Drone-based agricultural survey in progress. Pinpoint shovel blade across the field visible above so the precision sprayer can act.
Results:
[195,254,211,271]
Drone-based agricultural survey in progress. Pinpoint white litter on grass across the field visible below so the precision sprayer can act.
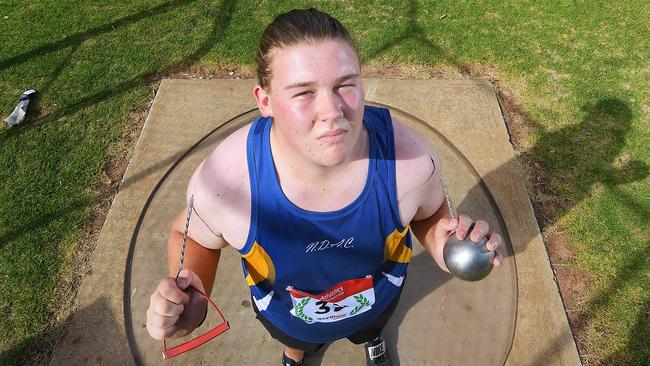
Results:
[5,88,36,127]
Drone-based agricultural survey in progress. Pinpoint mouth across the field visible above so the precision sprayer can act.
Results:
[318,128,347,142]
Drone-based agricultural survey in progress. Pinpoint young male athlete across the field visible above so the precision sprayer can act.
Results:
[147,9,502,365]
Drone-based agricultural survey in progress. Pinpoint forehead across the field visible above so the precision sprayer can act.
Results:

**Given task**
Write out each line of the items above as a numbered list, skipping any blank lines and leaving out the pictures.

**Written solution**
1. Drone-based agricultural survey in progress. Pinpoint shovel blade across the field visible above so the precision sprayer can act.
2. Results:
3. [195,254,211,271]
4. Drone-based agricultural survey in progress. Pinpoint white litter on grass across the field visible below so the precision sprayer can act.
5. Results:
6. [5,88,36,127]
7. Drone-based agricultural survey in progress. Pinpoint mouth across the field visible above so the precision sprayer can act.
8. Results:
9. [318,128,347,142]
10. Drone-based agricultural survey in progress. Pinpoint young male athlete across the field visible above so the precision sprayer can act.
11. Results:
12. [147,9,502,365]
13. Drone-based agricultural survey in progress. Pinpoint forehead across the field visible above so the precision sprayer can act.
14. Results:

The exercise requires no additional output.